[Supplied records]
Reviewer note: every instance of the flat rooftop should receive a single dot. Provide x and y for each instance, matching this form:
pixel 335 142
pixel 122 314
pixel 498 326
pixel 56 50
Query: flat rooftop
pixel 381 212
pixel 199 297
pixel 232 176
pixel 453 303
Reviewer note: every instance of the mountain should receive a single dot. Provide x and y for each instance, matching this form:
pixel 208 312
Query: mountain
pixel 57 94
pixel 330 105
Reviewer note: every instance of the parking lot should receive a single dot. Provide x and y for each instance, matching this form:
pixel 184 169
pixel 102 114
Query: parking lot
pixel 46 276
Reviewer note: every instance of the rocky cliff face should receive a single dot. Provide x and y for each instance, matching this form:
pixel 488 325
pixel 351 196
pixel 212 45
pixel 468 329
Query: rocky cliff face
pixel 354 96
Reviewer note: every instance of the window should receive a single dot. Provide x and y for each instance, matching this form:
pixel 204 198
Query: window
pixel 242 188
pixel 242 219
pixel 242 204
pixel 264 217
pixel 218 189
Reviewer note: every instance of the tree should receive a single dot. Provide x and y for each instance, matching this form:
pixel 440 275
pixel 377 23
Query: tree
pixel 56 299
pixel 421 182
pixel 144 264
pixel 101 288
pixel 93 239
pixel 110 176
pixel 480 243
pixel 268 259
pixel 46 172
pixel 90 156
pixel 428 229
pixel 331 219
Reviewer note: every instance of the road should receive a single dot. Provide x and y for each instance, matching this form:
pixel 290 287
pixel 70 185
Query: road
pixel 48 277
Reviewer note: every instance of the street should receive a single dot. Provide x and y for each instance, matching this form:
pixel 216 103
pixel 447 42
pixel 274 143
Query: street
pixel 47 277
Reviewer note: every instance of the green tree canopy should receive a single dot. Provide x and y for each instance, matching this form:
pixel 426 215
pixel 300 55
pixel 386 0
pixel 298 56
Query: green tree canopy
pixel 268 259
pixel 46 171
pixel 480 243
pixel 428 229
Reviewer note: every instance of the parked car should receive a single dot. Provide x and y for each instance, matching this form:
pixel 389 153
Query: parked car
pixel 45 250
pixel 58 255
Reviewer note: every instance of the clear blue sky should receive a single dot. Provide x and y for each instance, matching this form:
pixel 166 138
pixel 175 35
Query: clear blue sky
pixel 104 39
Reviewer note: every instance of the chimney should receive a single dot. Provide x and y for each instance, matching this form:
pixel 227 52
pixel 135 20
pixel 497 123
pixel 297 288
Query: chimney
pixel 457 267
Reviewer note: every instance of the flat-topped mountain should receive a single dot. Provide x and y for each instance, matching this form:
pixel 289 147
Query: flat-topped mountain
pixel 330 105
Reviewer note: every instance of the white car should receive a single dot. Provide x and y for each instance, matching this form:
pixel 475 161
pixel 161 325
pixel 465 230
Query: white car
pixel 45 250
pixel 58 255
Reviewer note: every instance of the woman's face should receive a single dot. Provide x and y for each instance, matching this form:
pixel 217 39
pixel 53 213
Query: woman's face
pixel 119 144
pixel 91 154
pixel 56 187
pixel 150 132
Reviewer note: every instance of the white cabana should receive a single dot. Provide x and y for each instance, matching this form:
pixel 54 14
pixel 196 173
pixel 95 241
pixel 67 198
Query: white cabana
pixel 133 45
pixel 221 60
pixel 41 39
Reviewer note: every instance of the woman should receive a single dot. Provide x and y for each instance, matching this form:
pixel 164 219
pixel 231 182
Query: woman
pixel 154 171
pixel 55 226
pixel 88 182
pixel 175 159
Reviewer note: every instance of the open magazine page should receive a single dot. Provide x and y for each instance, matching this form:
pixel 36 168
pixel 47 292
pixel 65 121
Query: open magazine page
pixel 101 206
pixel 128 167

[Exercise details] Duplicate the material from the line with "Reviewer note: every instance of the woman's" up to and including the line with "pixel 150 132".

[Written answer]
Reviewer note: every instance of the woman's face should receive a single dot. Provide x and y for each instance, matching this form:
pixel 217 39
pixel 53 213
Query: woman's face
pixel 119 144
pixel 91 154
pixel 56 187
pixel 150 132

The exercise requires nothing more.